◆ **What to do**:
Retype the lines of the entries from the line containing "[segment] puddle" up to and including the line containing "POLYGON ((182 150, 184", with no changes.

[Segmentation dataset records]
+ + +
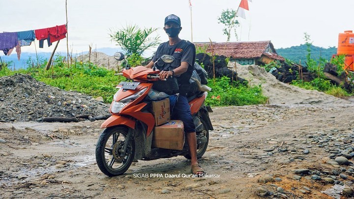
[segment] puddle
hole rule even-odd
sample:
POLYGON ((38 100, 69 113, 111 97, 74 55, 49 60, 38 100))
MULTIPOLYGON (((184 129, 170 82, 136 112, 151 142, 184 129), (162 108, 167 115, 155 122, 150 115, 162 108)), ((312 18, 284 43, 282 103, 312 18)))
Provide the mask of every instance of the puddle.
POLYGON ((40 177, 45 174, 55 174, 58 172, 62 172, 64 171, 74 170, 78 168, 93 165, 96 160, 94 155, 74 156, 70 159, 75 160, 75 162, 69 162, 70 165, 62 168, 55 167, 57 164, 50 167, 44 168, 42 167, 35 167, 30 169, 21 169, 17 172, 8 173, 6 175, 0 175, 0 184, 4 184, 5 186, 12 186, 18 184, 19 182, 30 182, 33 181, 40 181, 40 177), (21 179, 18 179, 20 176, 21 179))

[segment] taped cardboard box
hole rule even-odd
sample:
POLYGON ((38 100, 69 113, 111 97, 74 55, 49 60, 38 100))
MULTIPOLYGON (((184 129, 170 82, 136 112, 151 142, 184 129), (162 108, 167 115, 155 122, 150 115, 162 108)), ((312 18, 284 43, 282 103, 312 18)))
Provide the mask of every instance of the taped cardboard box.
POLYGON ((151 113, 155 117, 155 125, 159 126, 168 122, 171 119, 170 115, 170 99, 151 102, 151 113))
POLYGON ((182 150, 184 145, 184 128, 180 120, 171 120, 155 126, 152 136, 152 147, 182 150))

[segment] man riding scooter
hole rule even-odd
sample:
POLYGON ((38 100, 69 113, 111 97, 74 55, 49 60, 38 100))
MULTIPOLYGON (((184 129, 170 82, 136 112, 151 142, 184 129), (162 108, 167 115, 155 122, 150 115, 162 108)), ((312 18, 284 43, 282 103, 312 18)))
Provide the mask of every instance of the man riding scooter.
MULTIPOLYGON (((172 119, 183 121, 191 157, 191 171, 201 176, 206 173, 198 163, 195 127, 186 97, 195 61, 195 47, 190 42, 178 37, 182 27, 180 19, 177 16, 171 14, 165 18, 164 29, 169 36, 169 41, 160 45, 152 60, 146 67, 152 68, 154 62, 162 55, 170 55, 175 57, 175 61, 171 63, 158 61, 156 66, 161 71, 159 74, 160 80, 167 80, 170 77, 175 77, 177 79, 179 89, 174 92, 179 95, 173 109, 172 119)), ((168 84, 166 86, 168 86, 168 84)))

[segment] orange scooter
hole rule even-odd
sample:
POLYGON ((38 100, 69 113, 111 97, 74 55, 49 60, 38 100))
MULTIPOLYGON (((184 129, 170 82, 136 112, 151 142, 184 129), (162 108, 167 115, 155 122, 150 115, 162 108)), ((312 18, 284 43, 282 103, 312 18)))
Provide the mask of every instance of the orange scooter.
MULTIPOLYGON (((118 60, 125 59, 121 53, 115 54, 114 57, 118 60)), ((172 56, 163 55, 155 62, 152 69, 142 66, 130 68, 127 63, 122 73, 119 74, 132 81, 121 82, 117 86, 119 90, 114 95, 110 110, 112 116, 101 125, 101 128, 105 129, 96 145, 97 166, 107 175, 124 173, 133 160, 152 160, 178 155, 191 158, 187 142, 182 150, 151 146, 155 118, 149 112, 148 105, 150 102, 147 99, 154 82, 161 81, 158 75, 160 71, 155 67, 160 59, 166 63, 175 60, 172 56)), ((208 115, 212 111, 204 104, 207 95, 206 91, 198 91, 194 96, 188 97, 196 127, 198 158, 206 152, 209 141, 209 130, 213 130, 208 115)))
+ + +
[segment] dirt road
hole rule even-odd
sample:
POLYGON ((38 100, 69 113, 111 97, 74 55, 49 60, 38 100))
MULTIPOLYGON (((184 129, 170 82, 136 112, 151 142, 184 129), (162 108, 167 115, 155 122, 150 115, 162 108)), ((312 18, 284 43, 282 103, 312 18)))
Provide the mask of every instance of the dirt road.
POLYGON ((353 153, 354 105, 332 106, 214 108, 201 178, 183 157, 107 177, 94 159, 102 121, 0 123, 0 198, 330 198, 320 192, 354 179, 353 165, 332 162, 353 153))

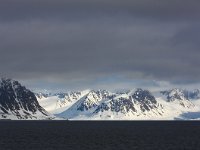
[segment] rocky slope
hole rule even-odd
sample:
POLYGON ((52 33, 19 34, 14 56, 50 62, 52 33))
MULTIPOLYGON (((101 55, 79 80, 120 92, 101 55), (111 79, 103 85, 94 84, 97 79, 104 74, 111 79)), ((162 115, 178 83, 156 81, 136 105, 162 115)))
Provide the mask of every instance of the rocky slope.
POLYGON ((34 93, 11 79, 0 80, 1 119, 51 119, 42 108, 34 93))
+ + +
◆ **Reply**:
[segment] puddle
hole rule even-odd
sample:
POLYGON ((38 100, 69 113, 111 97, 74 55, 49 60, 38 100))
MULTIPOLYGON (((184 129, 170 82, 136 112, 151 142, 184 129), (162 108, 167 115, 155 122, 150 115, 162 108)), ((312 18, 284 43, 282 103, 312 18)))
Provide the mask of every instance of the puddle.
POLYGON ((40 177, 45 174, 55 174, 58 172, 62 172, 64 171, 74 170, 78 168, 93 165, 96 160, 94 155, 74 156, 70 159, 75 160, 75 162, 69 162, 70 165, 62 168, 55 167, 57 164, 50 167, 44 168, 42 167, 35 167, 30 169, 21 169, 17 172, 8 173, 6 175, 0 175, 0 184, 4 184, 5 186, 12 186, 18 184, 19 182, 30 182, 33 181, 40 181, 40 177), (21 179, 18 179, 20 176, 21 179))

[segment] taped cardboard box
hole rule even-odd
sample:
POLYGON ((38 100, 69 113, 111 97, 74 55, 49 60, 38 100))
MULTIPOLYGON (((184 129, 170 82, 136 112, 151 142, 184 129), (162 108, 167 115, 155 122, 150 115, 162 108)), ((312 18, 284 43, 282 103, 312 18)))
Provide the mask of every instance of the taped cardboard box.
POLYGON ((151 113, 155 117, 155 125, 159 126, 168 122, 171 119, 170 115, 170 99, 151 102, 151 113))
POLYGON ((182 150, 184 145, 184 128, 180 120, 171 120, 155 126, 152 136, 152 147, 182 150))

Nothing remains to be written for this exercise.